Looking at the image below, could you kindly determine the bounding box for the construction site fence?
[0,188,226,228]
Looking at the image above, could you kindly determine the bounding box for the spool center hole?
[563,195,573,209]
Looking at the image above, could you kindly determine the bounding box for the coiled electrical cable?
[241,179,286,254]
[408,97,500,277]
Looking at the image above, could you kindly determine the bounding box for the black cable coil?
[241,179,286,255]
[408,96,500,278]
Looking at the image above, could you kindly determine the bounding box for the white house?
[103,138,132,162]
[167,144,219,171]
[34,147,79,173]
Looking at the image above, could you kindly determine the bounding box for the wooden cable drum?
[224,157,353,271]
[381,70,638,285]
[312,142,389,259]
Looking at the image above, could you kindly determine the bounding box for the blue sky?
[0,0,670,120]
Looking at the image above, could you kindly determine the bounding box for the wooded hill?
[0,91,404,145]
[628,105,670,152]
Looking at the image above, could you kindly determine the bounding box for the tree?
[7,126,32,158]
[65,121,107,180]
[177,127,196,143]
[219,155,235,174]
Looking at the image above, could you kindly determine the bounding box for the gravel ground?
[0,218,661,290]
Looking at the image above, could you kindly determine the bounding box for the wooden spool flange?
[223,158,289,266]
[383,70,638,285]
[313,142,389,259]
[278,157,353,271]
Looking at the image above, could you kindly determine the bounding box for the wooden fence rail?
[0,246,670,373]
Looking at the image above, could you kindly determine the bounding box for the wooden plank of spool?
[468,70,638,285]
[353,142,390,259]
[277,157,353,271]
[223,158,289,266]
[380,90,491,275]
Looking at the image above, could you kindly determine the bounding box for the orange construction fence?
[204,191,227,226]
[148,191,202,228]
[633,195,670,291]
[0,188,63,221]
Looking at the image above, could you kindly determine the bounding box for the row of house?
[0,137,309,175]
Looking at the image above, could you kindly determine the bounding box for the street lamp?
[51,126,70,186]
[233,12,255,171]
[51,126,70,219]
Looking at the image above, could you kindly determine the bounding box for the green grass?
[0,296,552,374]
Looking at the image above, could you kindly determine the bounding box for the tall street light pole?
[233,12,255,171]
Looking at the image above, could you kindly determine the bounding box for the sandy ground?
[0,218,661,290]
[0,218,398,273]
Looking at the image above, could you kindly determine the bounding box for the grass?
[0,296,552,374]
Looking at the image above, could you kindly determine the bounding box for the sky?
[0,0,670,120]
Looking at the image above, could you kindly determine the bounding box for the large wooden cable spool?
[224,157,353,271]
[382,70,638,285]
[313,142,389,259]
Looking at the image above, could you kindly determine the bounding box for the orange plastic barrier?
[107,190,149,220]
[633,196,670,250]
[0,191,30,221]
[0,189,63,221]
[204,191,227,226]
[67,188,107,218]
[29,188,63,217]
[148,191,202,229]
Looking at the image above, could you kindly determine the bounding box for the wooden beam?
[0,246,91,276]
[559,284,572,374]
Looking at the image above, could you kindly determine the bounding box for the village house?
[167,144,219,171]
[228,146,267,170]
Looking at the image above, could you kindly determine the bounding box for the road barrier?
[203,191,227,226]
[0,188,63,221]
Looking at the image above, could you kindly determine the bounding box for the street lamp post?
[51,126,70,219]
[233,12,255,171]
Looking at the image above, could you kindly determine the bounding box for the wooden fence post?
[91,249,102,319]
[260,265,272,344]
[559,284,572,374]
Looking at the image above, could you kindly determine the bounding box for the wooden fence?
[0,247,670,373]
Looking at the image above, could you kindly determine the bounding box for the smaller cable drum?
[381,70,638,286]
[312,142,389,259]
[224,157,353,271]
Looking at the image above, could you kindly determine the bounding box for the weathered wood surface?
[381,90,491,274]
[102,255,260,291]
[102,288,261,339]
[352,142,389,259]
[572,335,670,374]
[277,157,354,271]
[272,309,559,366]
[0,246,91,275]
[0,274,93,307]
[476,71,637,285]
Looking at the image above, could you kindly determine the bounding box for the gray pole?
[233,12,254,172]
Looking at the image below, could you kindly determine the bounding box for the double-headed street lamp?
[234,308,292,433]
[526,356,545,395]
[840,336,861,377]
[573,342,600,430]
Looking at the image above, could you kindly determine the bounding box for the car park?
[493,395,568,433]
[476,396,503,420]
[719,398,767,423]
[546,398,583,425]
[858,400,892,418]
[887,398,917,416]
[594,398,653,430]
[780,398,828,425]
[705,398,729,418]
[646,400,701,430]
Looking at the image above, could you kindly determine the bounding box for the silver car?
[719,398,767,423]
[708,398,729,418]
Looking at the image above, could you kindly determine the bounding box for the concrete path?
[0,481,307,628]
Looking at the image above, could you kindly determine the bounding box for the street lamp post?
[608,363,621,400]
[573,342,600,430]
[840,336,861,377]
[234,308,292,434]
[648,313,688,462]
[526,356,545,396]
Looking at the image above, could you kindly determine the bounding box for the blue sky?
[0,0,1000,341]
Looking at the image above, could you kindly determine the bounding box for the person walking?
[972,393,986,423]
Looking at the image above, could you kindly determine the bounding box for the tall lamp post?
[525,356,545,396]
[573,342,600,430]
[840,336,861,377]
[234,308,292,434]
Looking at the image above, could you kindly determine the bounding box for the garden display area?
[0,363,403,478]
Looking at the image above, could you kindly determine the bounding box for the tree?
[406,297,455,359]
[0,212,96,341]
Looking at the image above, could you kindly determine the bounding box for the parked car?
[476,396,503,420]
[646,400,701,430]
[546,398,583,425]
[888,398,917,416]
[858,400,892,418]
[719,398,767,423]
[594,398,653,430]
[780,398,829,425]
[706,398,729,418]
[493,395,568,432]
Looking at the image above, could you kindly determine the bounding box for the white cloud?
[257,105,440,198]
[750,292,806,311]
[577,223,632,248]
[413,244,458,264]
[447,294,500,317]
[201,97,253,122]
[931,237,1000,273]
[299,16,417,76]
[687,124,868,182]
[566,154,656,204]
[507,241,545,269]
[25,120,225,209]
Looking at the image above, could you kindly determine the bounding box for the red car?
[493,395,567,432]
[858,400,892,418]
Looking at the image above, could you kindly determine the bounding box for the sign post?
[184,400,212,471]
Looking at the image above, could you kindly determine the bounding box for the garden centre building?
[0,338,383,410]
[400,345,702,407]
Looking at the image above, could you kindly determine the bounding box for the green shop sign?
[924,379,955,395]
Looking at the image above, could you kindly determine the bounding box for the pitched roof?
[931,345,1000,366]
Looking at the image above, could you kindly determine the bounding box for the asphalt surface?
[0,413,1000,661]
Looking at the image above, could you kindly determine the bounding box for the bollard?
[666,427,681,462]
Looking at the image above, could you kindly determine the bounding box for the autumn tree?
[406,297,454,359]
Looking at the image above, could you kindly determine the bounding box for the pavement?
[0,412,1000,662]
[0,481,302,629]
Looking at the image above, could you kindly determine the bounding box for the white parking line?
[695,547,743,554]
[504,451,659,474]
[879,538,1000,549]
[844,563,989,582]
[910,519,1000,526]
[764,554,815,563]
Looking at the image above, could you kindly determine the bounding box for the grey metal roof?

Exercise directions:
Copy every item above word for word, keeping each one unchanged.

Correct answer:
Looking at the image below, could you kindly determine the bounding box for the construction site fence?
[0,188,226,228]
Looking at the image above, could you kindly determine the bounding box for the spool center hole?
[563,195,573,209]
Looking at the image above, could you kindly determine the bounding box for the coiled electrical cable?
[241,179,286,254]
[408,97,500,277]
Looking at the image above, could you kindly determine the bounding box for the black cable coil?
[241,179,286,255]
[408,96,500,278]
Looking at the image above, could you kindly determine the bounding box for the white house?
[103,138,132,162]
[167,144,219,171]
[34,147,79,173]
Looking at the image above, could you kindly determine the bounding box for the wooden cable drum?
[224,157,353,271]
[381,70,638,285]
[312,142,389,259]
Looking at the image above, could you kindly determine the bounding box for the blue sky?
[0,0,670,120]
Looking at the image above, could you kindly determine the bounding box for the wooded hill?
[0,91,404,145]
[628,105,670,152]
Looking at the image above, could you kindly determine the bounding box for the tree?
[7,126,32,158]
[65,121,107,180]
[177,127,196,143]
[219,155,235,174]
Looking at the image above, could you kindly determine the bounding box for the gravel ground?
[0,218,661,290]
Looking at the image above, could you kindly determine the bounding box for the wooden spool flange?
[223,158,289,266]
[383,70,638,285]
[313,142,389,259]
[278,157,353,271]
Looking at the image above, could you kindly determine the bounding box for the wooden fence rail?
[0,246,670,373]
Looking at the image above, could you kindly determine the bounding box for the wooden plank of spool?
[468,70,638,285]
[353,142,390,259]
[277,157,353,271]
[223,158,289,266]
[380,90,491,275]
Looking at the image above, could you kindly determine the bounding box for the orange construction fence?
[204,191,227,226]
[148,191,202,228]
[633,195,670,291]
[0,188,63,221]
Looking at the image above, could you kindly determine the bounding box for the row of house?
[0,137,309,175]
Looking at the image above, could you kindly determine the bounding box for the street lamp?
[51,126,70,186]
[233,12,255,171]
[51,126,70,219]
Looking at the image above, could you kindly determine the bounding box for the green grass?
[0,296,552,374]
Looking at the image above, could you kindly determine the bounding box for the tall street light pole?
[233,12,255,171]
Looking at the image above, could you kindly determine the bounding box for the sandy ground?
[0,218,661,290]
[0,218,398,273]
Looking at the image above, could you kindly determine the bounding box for the grass?
[0,296,552,374]
Looking at the image above, could you kindly determine the bounding box for the sky?
[0,0,670,120]
Looking at the image above, could you kindly determine the bounding box for the large wooden cable spool?
[224,157,353,271]
[382,70,638,285]
[313,142,389,259]
Looking at the image above, could you kindly determine the bounding box for the orange plastic barrier?
[107,190,149,220]
[633,196,670,250]
[0,191,30,221]
[0,189,63,221]
[204,191,227,226]
[67,188,107,218]
[29,188,63,217]
[148,191,202,229]
Looking at the image above, could you kindly determine the bounding box for the wooden beam?
[0,246,91,276]
[559,284,572,374]
Looking at the image above, could you kindly determine the bounding box for the village house?
[167,144,219,171]
[228,146,267,170]
Looking at the image above, could you kindly determine the bounding box for the road barrier?
[203,191,227,226]
[0,188,63,221]
Looking at the image above, could you kindly determine the bounding box for the street lamp post?
[51,126,70,219]
[233,12,255,171]
Looking at the image above, could you kindly determine the bounding box for the wooden fence post?
[91,249,102,319]
[260,265,272,344]
[559,284,572,374]
Looking at the image above, could you kindly determine the bounding box for the wooden fence?
[0,247,670,373]
Looking at the image above, could you kindly determine the bounding box for the smaller cable drum?
[381,70,638,286]
[312,142,389,259]
[224,157,353,271]
Looking at the image above, could you kindly determine the bounding box for the weathered wood surface?
[381,90,491,274]
[102,255,260,291]
[102,288,261,339]
[352,142,389,259]
[572,335,670,374]
[277,157,354,271]
[272,309,559,366]
[0,246,91,275]
[0,274,93,307]
[476,71,637,285]
Looking at the image above, could you kindly determine the bounding box for the gray pole?
[233,12,254,172]
Looking at the image below, could you kindly determine the bounding box for the double-headed street lamp?
[234,308,292,433]
[526,356,545,395]
[840,336,861,377]
[573,342,600,430]
Looking at the image above, could you kindly determine the bounding box for the car park?
[493,395,568,433]
[476,396,503,420]
[719,398,767,423]
[546,398,583,425]
[858,400,892,418]
[887,398,917,416]
[594,398,653,430]
[780,398,828,425]
[705,398,729,418]
[646,400,701,430]
Looking at the image above, could you kindly determine the bounding box for the silver car?
[719,398,767,423]
[708,398,729,418]
Looking at the image above, could you kindly determine the bounding box for the concrete path?
[0,481,307,628]
Looking at the image above, could you kindly determine the bounding box for the street lamp post?
[608,363,621,400]
[573,342,600,430]
[840,336,861,377]
[234,308,292,434]
[648,313,688,462]
[526,356,545,396]
Looking at the image above, could you kindly determine the bounding box for the blue sky?
[0,0,1000,341]
Looking at the image above, could you kindly determine the bounding box for the person walking?
[972,393,986,423]
Looking at the image above, could you kindly determine the bounding box for the tall lamp post?
[525,356,545,396]
[573,342,600,430]
[840,336,861,377]
[234,308,292,434]
Looking at the image above, could you kindly determine the bounding box for the garden display area?
[0,363,403,478]
Looking at the image above, could you kindly determine the bounding box for the tree?
[406,297,455,359]
[0,212,96,341]
Looking at the image above, could you kindly determine the bounding box for the parked car?
[476,396,503,420]
[646,400,701,430]
[546,398,583,425]
[888,398,917,416]
[858,400,892,418]
[719,398,767,423]
[594,398,653,430]
[780,398,829,425]
[706,398,729,418]
[493,395,568,432]
Looking at the image above, could you kindly determine the bounding box for the white cloud?
[257,105,440,198]
[750,292,806,311]
[577,223,632,248]
[413,244,458,264]
[447,294,500,317]
[201,97,253,122]
[931,237,1000,273]
[299,16,417,76]
[687,124,868,182]
[566,154,656,204]
[507,241,545,269]
[25,120,225,209]
Looking at the image above, could you kindly determine the bounding box for the red car?
[493,395,567,432]
[858,400,892,418]
Looking at the image above, could you kindly determine the bounding box for the sign post?
[184,400,212,471]
Looking at the image above, could you kindly determine the bounding box for the garden centre building?
[0,338,383,410]
[400,345,702,407]
Looking at the image above, could you kindly determine the bounding box for the green shop sign?
[924,379,955,395]
Looking at the image above, could you kindly determine the bounding box for the pitched roof?
[931,345,1000,366]
Looking at the image above, could you kindly determine the bounding box for the asphalt surface?
[0,413,1000,661]
Looking at the image above, could you kindly determine the bounding box for the bollard?
[666,427,681,462]
Looking at the image above, could you kindly determine the bounding box for the autumn tree?
[406,297,454,359]
Looking at the image above, could you kindly determine the bounding box for the pavement?
[0,412,1000,662]
[0,481,302,629]
Looking at the image above, could you kindly determine the bounding box for the white parking line?
[695,547,743,554]
[504,451,659,474]
[879,538,1000,549]
[844,563,989,582]
[910,519,1000,526]
[764,554,815,563]
Looking at the image above, could you kindly determine the bounding box for the grey metal roof?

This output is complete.